*** Begin section ***

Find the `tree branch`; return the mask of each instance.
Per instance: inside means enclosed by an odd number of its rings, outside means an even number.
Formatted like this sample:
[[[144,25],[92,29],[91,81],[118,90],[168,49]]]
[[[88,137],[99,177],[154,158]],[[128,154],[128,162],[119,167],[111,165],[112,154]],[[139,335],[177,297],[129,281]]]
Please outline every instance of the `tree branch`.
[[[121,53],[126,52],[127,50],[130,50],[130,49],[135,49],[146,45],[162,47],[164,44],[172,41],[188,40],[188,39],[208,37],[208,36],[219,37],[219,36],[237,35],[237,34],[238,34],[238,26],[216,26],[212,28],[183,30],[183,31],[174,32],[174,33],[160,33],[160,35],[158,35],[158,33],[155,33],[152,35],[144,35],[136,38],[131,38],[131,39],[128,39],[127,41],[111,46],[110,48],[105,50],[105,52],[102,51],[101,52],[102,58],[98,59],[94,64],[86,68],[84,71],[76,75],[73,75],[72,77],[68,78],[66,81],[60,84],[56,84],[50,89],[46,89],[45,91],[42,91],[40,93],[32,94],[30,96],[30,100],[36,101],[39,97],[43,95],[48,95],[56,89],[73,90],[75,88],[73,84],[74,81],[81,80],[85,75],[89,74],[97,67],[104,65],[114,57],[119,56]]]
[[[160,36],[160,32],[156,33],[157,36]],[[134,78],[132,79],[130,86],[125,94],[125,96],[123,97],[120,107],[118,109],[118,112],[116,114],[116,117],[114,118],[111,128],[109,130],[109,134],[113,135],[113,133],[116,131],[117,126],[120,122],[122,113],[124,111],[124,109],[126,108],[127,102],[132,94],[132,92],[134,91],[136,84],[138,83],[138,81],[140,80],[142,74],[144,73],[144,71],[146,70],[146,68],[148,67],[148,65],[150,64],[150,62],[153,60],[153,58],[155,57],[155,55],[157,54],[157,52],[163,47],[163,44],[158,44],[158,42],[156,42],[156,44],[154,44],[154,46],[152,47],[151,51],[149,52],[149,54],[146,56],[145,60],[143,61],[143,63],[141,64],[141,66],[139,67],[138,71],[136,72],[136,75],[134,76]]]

*** End section ***

*YOUR GOAL:*
Reproduce the data shown above exactly, including every line.

*ANSWER TO THE PROBLEM:*
Find the `tree branch`; return the mask of each instance.
Per instance: inside means enclosed by an odd number of its rings, outside means an even number.
Formatted like this sample:
[[[144,25],[92,29],[91,81],[118,90],[168,49]]]
[[[88,137],[99,177],[154,158]],[[128,154],[128,162],[119,167],[111,165],[112,154]],[[139,335],[177,297],[129,281]]]
Please outline every instance of the `tree branch`.
[[[121,53],[126,52],[127,50],[130,50],[130,49],[135,49],[146,45],[162,47],[164,44],[172,41],[188,40],[188,39],[208,37],[208,36],[219,37],[219,36],[237,35],[237,34],[238,34],[238,26],[216,26],[212,28],[183,30],[183,31],[174,32],[174,33],[160,33],[160,35],[158,35],[158,33],[155,33],[152,35],[144,35],[136,38],[131,38],[131,39],[128,39],[127,41],[111,46],[110,48],[105,50],[105,52],[102,51],[101,52],[102,58],[98,59],[94,64],[86,68],[84,71],[76,75],[73,75],[72,77],[68,78],[66,81],[60,84],[56,84],[50,89],[46,89],[45,91],[42,91],[40,93],[32,94],[30,96],[30,100],[36,101],[39,97],[43,95],[48,95],[56,89],[73,90],[75,88],[73,84],[74,81],[81,80],[85,75],[89,74],[97,67],[104,65],[114,57],[119,56]]]
[[[160,36],[160,32],[156,33],[157,36]],[[134,78],[132,79],[130,86],[125,94],[125,96],[123,97],[120,107],[118,109],[118,112],[116,114],[116,117],[114,118],[111,128],[109,130],[109,134],[113,135],[113,133],[116,131],[117,126],[120,122],[122,113],[124,111],[124,109],[126,108],[127,102],[132,94],[132,92],[134,91],[136,84],[138,83],[138,81],[140,80],[142,74],[144,73],[144,71],[146,70],[146,68],[148,67],[148,65],[150,64],[150,62],[153,60],[153,58],[155,57],[155,55],[157,54],[157,52],[163,47],[163,44],[158,44],[158,42],[156,42],[156,44],[154,44],[154,46],[152,47],[151,51],[149,52],[149,54],[146,56],[145,60],[143,61],[143,63],[141,64],[141,66],[139,67],[138,71],[136,72],[136,75],[134,76]]]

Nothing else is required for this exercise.